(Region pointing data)
━━━━━━━━
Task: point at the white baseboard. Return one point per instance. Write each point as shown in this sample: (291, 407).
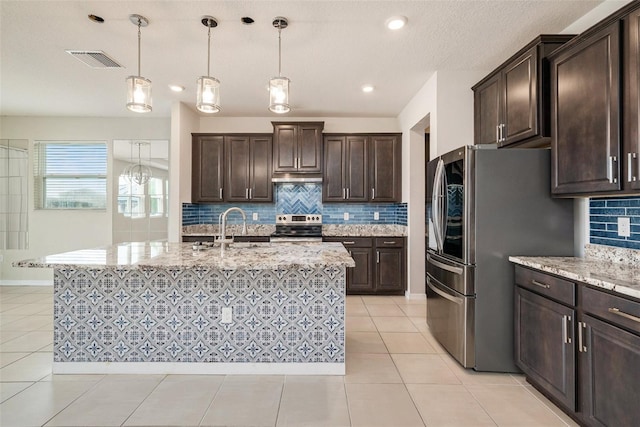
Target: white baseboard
(185, 368)
(26, 282)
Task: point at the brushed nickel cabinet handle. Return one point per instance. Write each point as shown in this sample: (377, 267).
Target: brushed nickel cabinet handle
(581, 347)
(630, 158)
(540, 284)
(621, 313)
(565, 329)
(612, 160)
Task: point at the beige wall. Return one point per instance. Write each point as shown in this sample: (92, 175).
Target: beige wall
(60, 231)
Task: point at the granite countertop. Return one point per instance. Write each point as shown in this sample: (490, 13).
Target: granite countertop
(258, 256)
(614, 269)
(334, 230)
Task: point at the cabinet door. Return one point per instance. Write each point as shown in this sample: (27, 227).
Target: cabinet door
(586, 115)
(309, 148)
(285, 148)
(260, 169)
(545, 350)
(631, 153)
(609, 375)
(360, 279)
(486, 114)
(237, 183)
(390, 269)
(520, 91)
(207, 174)
(356, 169)
(385, 168)
(333, 183)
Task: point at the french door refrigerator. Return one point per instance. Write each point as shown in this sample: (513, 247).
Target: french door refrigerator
(483, 205)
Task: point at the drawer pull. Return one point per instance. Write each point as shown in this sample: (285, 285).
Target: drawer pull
(619, 312)
(581, 347)
(565, 329)
(540, 284)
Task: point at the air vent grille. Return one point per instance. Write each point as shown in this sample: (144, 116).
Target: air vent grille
(94, 58)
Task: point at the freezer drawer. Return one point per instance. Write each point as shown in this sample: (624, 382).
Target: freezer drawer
(459, 277)
(450, 319)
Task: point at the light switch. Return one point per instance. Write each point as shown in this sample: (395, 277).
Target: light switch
(624, 226)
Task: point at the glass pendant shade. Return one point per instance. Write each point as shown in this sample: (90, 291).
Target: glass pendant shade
(138, 173)
(139, 94)
(208, 95)
(279, 95)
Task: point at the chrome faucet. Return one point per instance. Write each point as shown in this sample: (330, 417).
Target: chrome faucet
(223, 227)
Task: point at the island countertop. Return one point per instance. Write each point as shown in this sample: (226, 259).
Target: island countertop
(257, 256)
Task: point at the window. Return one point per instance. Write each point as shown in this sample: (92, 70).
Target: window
(70, 175)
━━━━━━━━
## REQUIREMENT:
For the records above, output each one exactly and skip any image.

## ANSWER:
Task: point at the white baseboard. Return one point per instance. Write each point as shown in this sample: (291, 407).
Target: white baseboard
(185, 368)
(26, 282)
Task: point at the brushed nickel cabinet handle. Return one point per instance. Write each point as shown in this sample: (377, 267).
Target: brushed nickel cabinet handle
(581, 347)
(630, 158)
(540, 284)
(621, 313)
(565, 329)
(612, 160)
Task: point at the beige wall. Return one point per instance. Write each point as shown in this sample: (92, 175).
Target: beige wall
(60, 231)
Task: point at the granite countertop. Return one point per instance. Write each point as shown in this sample: (490, 13).
Target: granite countertop
(258, 256)
(614, 269)
(334, 230)
Task: point at the cabinet door. Return one point per instance. Write each point as shown in this sample: (27, 227).
Target: cabinet door
(586, 115)
(309, 148)
(285, 148)
(260, 169)
(545, 350)
(631, 153)
(609, 375)
(360, 279)
(486, 114)
(237, 183)
(390, 269)
(520, 91)
(207, 174)
(356, 169)
(385, 168)
(333, 183)
Task: point at the french door refrigerator. Return one point per instance. Write each point as shown in this sample: (513, 247).
Target: french door refrigerator
(483, 205)
Task: point at the drawer pull. Return one point per instance. Write each point as shown in this sample: (285, 285).
Target: drawer pull
(619, 312)
(581, 347)
(565, 329)
(540, 284)
Task: point at the air vent grille. Return one point per instance. Write each point as shown in this sample: (144, 116).
Target: air vent grille
(94, 58)
Task: point at the freezer drawer. Return one point per instance. Write each point as shown in this sample: (624, 382).
Target: freezer drawer
(459, 277)
(450, 319)
Task: point at the light switch. Return one point per instance. Write each point as shown in this sample: (395, 277).
Target: light switch
(624, 226)
Task: point at the glass pendant shade. Return one point per instance. Write each point as shown in this sample: (90, 291).
Target: glass pendant shade
(138, 173)
(139, 94)
(208, 95)
(279, 95)
Task: point at the chrome faucet. Return one point per instance. Write each point as shown in this sample: (330, 417).
Target: chrome faucet
(223, 227)
Task: point at the island countertop. Return one point per instance. Write each point as shown in this sample: (226, 259).
Target: island countertop
(257, 256)
Task: point at the window. Return one point per instance. Write each point as shown in this sample: (92, 70).
Target: window
(70, 175)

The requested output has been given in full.